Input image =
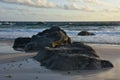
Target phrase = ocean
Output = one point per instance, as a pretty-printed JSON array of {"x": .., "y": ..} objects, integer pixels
[{"x": 105, "y": 32}]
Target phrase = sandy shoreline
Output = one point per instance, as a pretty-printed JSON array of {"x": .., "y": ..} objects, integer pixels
[{"x": 16, "y": 65}]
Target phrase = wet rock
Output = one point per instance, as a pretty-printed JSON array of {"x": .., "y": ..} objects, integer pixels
[
  {"x": 56, "y": 51},
  {"x": 71, "y": 58},
  {"x": 52, "y": 37},
  {"x": 20, "y": 43}
]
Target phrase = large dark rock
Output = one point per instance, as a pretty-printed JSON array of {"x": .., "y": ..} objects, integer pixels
[
  {"x": 20, "y": 43},
  {"x": 52, "y": 37},
  {"x": 85, "y": 33},
  {"x": 57, "y": 52},
  {"x": 71, "y": 58}
]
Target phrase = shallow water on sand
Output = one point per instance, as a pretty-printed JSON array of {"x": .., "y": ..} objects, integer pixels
[{"x": 29, "y": 69}]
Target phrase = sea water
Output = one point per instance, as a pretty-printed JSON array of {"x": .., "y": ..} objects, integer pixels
[{"x": 104, "y": 34}]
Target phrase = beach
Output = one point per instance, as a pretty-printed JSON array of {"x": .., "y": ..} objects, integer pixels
[{"x": 16, "y": 65}]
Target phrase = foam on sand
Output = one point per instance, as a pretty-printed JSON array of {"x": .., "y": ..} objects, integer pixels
[{"x": 20, "y": 66}]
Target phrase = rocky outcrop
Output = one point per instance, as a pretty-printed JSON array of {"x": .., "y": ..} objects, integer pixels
[
  {"x": 56, "y": 51},
  {"x": 52, "y": 37},
  {"x": 85, "y": 33},
  {"x": 71, "y": 57},
  {"x": 20, "y": 43}
]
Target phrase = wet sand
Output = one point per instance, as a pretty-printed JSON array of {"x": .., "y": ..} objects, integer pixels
[{"x": 15, "y": 65}]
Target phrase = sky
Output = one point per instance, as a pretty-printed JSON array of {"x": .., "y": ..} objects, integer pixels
[{"x": 59, "y": 10}]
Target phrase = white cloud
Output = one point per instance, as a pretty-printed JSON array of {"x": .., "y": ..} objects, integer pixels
[{"x": 33, "y": 3}]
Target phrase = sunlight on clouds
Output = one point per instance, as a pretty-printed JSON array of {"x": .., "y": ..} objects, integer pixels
[{"x": 67, "y": 10}]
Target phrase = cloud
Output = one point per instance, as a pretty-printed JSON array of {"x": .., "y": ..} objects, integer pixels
[{"x": 33, "y": 3}]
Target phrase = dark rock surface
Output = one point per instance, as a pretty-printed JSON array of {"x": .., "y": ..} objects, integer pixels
[
  {"x": 57, "y": 52},
  {"x": 85, "y": 33}
]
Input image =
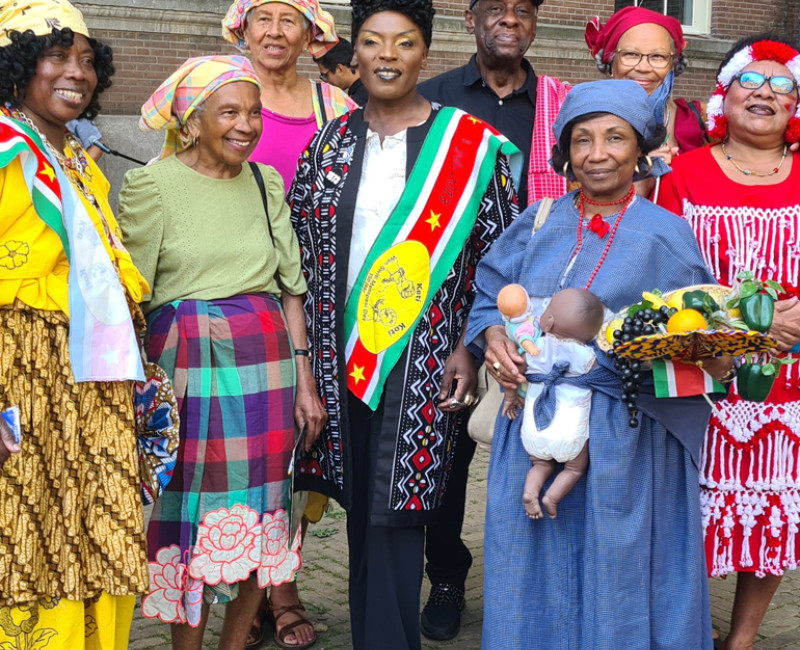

• • • •

◆ WHAT IS EXPECTED
Return every one of the lines above unchanged, but leave the pictures out of your answer.

◆ REPLY
Input image =
Target phrase = ocean
Output = one point per instance, as a pretty-printed JSON array of {"x": .., "y": ..} objects, integer pixels
[{"x": 105, "y": 32}]
Target phrase = sandy shoreline
Output = one point per instance, as a pretty-printed JSON array of {"x": .., "y": ..} objects, integer pixels
[{"x": 16, "y": 65}]
Target phrase = wet rock
Output = one point per instance, as a pretty-printed JSON array of {"x": .., "y": ..} objects, integer pixels
[
  {"x": 56, "y": 51},
  {"x": 71, "y": 58},
  {"x": 52, "y": 37},
  {"x": 20, "y": 43}
]
Target phrase = large dark rock
Output = one point per instance, as a pretty-printed JSON array of {"x": .., "y": ..} objects, integer pixels
[
  {"x": 20, "y": 43},
  {"x": 52, "y": 37},
  {"x": 85, "y": 33},
  {"x": 57, "y": 52},
  {"x": 71, "y": 58}
]
Target phrase = shallow water on sand
Output = one point per instance, as a pretty-printed JSON array of {"x": .., "y": ..} objects, integer pixels
[{"x": 29, "y": 69}]
Target phrase = sea water
Output = one point per instance, as a pretty-printed JSON array of {"x": .., "y": ..} objects, integer pixels
[{"x": 104, "y": 34}]
Target phrase = beach
Output = one point per instance, as a pretty-printed JSON array of {"x": .., "y": ..} objects, integer pixels
[{"x": 16, "y": 65}]
Target phrase = foam on sand
Output = one point per instance, as a pretty-printed JSON array of {"x": .., "y": ..} objects, integer pixels
[{"x": 20, "y": 66}]
Target phrase = rocky outcrop
Output = one point per instance, as a pretty-printed JSON array of {"x": .., "y": ..} objects, integer pixels
[
  {"x": 56, "y": 51},
  {"x": 52, "y": 37},
  {"x": 85, "y": 33},
  {"x": 71, "y": 57},
  {"x": 20, "y": 43}
]
Target phrase = wet sand
Output = one point per instance, as a pretty-printed JSON array of {"x": .., "y": ..} objects, integer pixels
[{"x": 15, "y": 65}]
Target phrase = sky
Output = one point per instance, as a pretty-printed JSON array of {"x": .., "y": ..} objects, integer pixels
[{"x": 59, "y": 10}]
Target phrase = white cloud
Output = one point per instance, as a pretty-printed JSON array of {"x": .., "y": ..} objects, integer pixels
[{"x": 33, "y": 3}]
Target phrase = sunlight on clouds
Output = one point per instance, as a pretty-printed JSON array of {"x": .., "y": ..} objects, integer pixels
[{"x": 67, "y": 10}]
Target phrase = cloud
Output = one point per instance, as a pretty-printed JSON array of {"x": .., "y": ..} objects, integer pixels
[{"x": 33, "y": 3}]
Target phrase = dark rock surface
Output = one point per instance, as a pretty-printed JSON array of {"x": .., "y": ..} objects, integer pixels
[
  {"x": 57, "y": 52},
  {"x": 85, "y": 33}
]
Input image =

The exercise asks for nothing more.